++++ RECORDS TO PROCESS
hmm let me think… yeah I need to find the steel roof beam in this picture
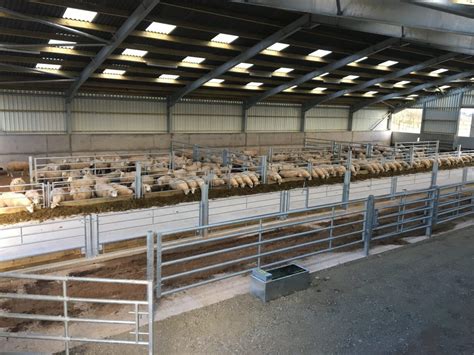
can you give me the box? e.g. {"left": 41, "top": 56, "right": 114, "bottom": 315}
{"left": 244, "top": 37, "right": 399, "bottom": 110}
{"left": 65, "top": 0, "right": 160, "bottom": 101}
{"left": 0, "top": 63, "right": 72, "bottom": 78}
{"left": 167, "top": 14, "right": 316, "bottom": 108}
{"left": 302, "top": 52, "right": 458, "bottom": 112}
{"left": 231, "top": 0, "right": 474, "bottom": 55}
{"left": 392, "top": 85, "right": 474, "bottom": 114}
{"left": 0, "top": 6, "right": 108, "bottom": 44}
{"left": 351, "top": 71, "right": 474, "bottom": 113}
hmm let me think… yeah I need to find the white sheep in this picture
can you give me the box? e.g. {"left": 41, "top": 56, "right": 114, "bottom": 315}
{"left": 169, "top": 178, "right": 190, "bottom": 195}
{"left": 95, "top": 183, "right": 118, "bottom": 198}
{"left": 50, "top": 187, "right": 72, "bottom": 208}
{"left": 70, "top": 186, "right": 94, "bottom": 200}
{"left": 0, "top": 192, "right": 34, "bottom": 213}
{"left": 9, "top": 178, "right": 26, "bottom": 192}
{"left": 111, "top": 183, "right": 134, "bottom": 196}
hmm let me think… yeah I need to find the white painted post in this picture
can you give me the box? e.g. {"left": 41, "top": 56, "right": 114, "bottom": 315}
{"left": 342, "top": 150, "right": 352, "bottom": 208}
{"left": 199, "top": 182, "right": 209, "bottom": 237}
{"left": 28, "top": 156, "right": 34, "bottom": 183}
{"left": 259, "top": 156, "right": 268, "bottom": 184}
{"left": 135, "top": 162, "right": 142, "bottom": 199}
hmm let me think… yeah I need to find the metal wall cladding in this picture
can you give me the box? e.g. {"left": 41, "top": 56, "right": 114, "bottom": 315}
{"left": 0, "top": 92, "right": 65, "bottom": 132}
{"left": 425, "top": 91, "right": 462, "bottom": 110}
{"left": 352, "top": 108, "right": 388, "bottom": 131}
{"left": 247, "top": 103, "right": 300, "bottom": 132}
{"left": 462, "top": 90, "right": 474, "bottom": 106}
{"left": 305, "top": 105, "right": 349, "bottom": 131}
{"left": 173, "top": 100, "right": 241, "bottom": 132}
{"left": 423, "top": 119, "right": 458, "bottom": 134}
{"left": 72, "top": 97, "right": 167, "bottom": 133}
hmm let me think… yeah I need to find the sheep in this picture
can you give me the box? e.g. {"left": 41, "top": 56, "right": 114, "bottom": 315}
{"left": 210, "top": 175, "right": 226, "bottom": 187}
{"left": 188, "top": 176, "right": 205, "bottom": 189}
{"left": 242, "top": 171, "right": 260, "bottom": 186}
{"left": 61, "top": 170, "right": 82, "bottom": 180}
{"left": 120, "top": 171, "right": 136, "bottom": 184}
{"left": 141, "top": 175, "right": 154, "bottom": 185}
{"left": 6, "top": 161, "right": 29, "bottom": 177}
{"left": 131, "top": 181, "right": 152, "bottom": 193}
{"left": 70, "top": 186, "right": 94, "bottom": 200}
{"left": 111, "top": 183, "right": 134, "bottom": 196}
{"left": 267, "top": 171, "right": 283, "bottom": 184}
{"left": 183, "top": 178, "right": 199, "bottom": 194}
{"left": 9, "top": 178, "right": 26, "bottom": 192}
{"left": 95, "top": 183, "right": 118, "bottom": 198}
{"left": 0, "top": 192, "right": 34, "bottom": 213}
{"left": 169, "top": 178, "right": 190, "bottom": 195}
{"left": 335, "top": 166, "right": 347, "bottom": 177}
{"left": 25, "top": 189, "right": 41, "bottom": 206}
{"left": 50, "top": 187, "right": 72, "bottom": 208}
{"left": 37, "top": 166, "right": 62, "bottom": 181}
{"left": 231, "top": 174, "right": 246, "bottom": 188}
{"left": 223, "top": 176, "right": 239, "bottom": 188}
{"left": 237, "top": 173, "right": 254, "bottom": 188}
{"left": 278, "top": 169, "right": 303, "bottom": 179}
{"left": 69, "top": 175, "right": 95, "bottom": 189}
{"left": 156, "top": 175, "right": 173, "bottom": 188}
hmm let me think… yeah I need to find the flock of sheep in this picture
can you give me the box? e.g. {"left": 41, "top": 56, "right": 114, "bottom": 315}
{"left": 1, "top": 146, "right": 473, "bottom": 214}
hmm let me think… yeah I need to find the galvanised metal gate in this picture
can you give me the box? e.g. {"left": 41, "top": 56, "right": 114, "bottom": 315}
{"left": 0, "top": 272, "right": 155, "bottom": 354}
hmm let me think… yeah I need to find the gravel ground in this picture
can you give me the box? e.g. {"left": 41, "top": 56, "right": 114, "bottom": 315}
{"left": 71, "top": 227, "right": 474, "bottom": 355}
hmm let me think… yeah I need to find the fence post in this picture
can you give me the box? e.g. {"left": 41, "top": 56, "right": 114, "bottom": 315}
{"left": 457, "top": 144, "right": 462, "bottom": 158}
{"left": 331, "top": 140, "right": 336, "bottom": 154}
{"left": 90, "top": 214, "right": 99, "bottom": 257}
{"left": 363, "top": 195, "right": 375, "bottom": 256}
{"left": 259, "top": 155, "right": 268, "bottom": 184}
{"left": 366, "top": 143, "right": 373, "bottom": 159}
{"left": 199, "top": 182, "right": 209, "bottom": 237}
{"left": 342, "top": 150, "right": 352, "bottom": 208}
{"left": 431, "top": 156, "right": 439, "bottom": 188}
{"left": 390, "top": 176, "right": 398, "bottom": 198}
{"left": 135, "top": 162, "right": 142, "bottom": 199}
{"left": 45, "top": 182, "right": 51, "bottom": 208}
{"left": 155, "top": 232, "right": 162, "bottom": 299}
{"left": 408, "top": 146, "right": 414, "bottom": 166}
{"left": 192, "top": 144, "right": 199, "bottom": 162}
{"left": 222, "top": 149, "right": 229, "bottom": 166}
{"left": 84, "top": 215, "right": 93, "bottom": 258}
{"left": 305, "top": 187, "right": 310, "bottom": 208}
{"left": 28, "top": 156, "right": 34, "bottom": 184}
{"left": 462, "top": 167, "right": 468, "bottom": 183}
{"left": 279, "top": 190, "right": 288, "bottom": 220}
{"left": 267, "top": 147, "right": 273, "bottom": 163}
{"left": 427, "top": 186, "right": 440, "bottom": 237}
++++++++
Scan the data above; copy every line where "white" appears.

▸ **EXERCISE ANSWER**
hmm let me think… yeah I need to find the white sheep in this picture
hmm let me think… yeah I need to find the white painted post in this picture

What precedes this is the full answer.